Data records:
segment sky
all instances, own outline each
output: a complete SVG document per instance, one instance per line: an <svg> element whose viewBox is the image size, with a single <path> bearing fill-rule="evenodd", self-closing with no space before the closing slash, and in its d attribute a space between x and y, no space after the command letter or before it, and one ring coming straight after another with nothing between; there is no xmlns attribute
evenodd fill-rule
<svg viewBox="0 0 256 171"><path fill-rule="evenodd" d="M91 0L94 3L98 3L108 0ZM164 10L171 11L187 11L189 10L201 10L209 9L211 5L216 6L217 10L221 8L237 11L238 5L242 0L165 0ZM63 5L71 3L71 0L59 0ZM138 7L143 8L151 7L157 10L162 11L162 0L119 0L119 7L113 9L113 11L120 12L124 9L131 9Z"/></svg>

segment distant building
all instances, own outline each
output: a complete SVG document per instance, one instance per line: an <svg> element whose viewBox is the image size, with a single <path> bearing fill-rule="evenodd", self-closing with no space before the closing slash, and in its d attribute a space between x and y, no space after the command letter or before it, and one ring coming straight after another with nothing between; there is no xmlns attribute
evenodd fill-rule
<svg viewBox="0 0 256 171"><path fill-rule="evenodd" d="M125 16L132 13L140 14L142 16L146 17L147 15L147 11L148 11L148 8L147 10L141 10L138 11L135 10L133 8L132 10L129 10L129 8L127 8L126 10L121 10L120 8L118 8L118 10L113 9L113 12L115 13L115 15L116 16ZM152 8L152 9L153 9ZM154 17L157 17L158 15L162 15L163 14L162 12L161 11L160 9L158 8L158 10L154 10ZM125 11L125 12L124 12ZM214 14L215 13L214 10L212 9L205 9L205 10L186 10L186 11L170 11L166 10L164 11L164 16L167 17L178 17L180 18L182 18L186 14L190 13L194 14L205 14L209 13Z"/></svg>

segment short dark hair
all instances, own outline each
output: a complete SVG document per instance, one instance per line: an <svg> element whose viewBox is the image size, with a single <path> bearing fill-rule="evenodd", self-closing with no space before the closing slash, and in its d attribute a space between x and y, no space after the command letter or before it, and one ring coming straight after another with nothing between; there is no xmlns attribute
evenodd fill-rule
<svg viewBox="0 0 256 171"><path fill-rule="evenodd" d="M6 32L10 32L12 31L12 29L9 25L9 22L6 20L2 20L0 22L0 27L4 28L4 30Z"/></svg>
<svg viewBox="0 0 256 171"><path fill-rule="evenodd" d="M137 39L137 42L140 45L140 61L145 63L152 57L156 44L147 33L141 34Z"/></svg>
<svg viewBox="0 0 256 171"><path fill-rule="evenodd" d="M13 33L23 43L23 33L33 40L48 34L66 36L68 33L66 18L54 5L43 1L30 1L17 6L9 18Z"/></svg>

Problem: Turn the records above into a Markdown table with two columns, Row and Line. Give each nonblank line its own numbered row, and leave out the blank lines.

Problem solution:
| Row | Line |
|---|---|
| 1 | segment sky |
| 2 | all instances, own outline each |
| 3 | output: a complete SVG document per instance, one instance per line: an <svg> element whose viewBox is the image size, with a single <path> bearing fill-rule="evenodd", self-closing with no space before the closing slash, and in its d attribute a space between x and y, no space after the command letter or before it, and one ring coming straight after another with nothing between; there is no xmlns attribute |
| 4 | evenodd fill-rule |
| 5 | <svg viewBox="0 0 256 171"><path fill-rule="evenodd" d="M91 0L94 3L98 3L108 0ZM164 10L171 11L187 11L189 10L201 10L209 9L211 5L216 6L217 10L221 8L237 11L238 5L242 0L165 0ZM63 5L71 3L71 0L59 0ZM138 7L143 8L151 7L157 10L162 11L162 0L119 0L119 7L113 9L113 11L120 12L124 9L131 9Z"/></svg> |
| 6 | segment distant building |
| 7 | all instances, own outline each |
| 8 | output: a complete SVG document per instance, one instance per line: an <svg> element whose viewBox is the image size, with a single <path> bearing fill-rule="evenodd", self-closing with no space before the closing slash, and in its d attribute a space between x and y, no space after the command letter or before it, and one ring coming straight after another with nothing between; there is no xmlns attribute |
| 9 | evenodd fill-rule |
| 10 | <svg viewBox="0 0 256 171"><path fill-rule="evenodd" d="M125 16L132 13L140 14L142 16L146 17L147 15L147 11L148 11L148 8L147 10L141 10L138 11L135 10L133 8L132 10L129 10L129 8L127 8L126 10L121 10L120 8L118 8L118 10L113 9L113 12L115 13L115 15L116 16ZM152 8L152 9L153 9ZM154 17L157 17L158 15L162 15L163 14L162 12L161 11L160 9L158 8L158 10L154 10ZM125 11L125 12L124 12ZM214 14L215 13L214 10L212 9L205 9L205 10L186 10L186 11L170 11L166 10L164 11L164 16L167 17L178 17L180 18L182 18L186 14L190 13L194 14L205 14L209 13Z"/></svg> |
| 11 | segment short dark hair |
| 12 | all instances, own outline each |
| 13 | output: a complete SVG document per instance, one instance per line: an <svg> element whose viewBox is the image size, with a single <path> bearing fill-rule="evenodd", self-closing with no space before the closing slash, and in its d attribute a space between x and y, no space after the command letter or before it, and one ring coming straight after another with nothing between; there is no xmlns attribute |
| 14 | evenodd fill-rule |
| 15 | <svg viewBox="0 0 256 171"><path fill-rule="evenodd" d="M6 32L10 32L12 31L12 29L9 25L9 22L6 20L2 20L0 22L0 27L4 28L4 30Z"/></svg> |
| 16 | <svg viewBox="0 0 256 171"><path fill-rule="evenodd" d="M137 39L137 42L140 45L140 61L145 63L152 57L156 44L147 33L141 34Z"/></svg> |
| 17 | <svg viewBox="0 0 256 171"><path fill-rule="evenodd" d="M13 33L23 43L23 33L33 40L48 34L66 36L68 33L66 18L54 5L43 1L30 1L17 6L9 18Z"/></svg> |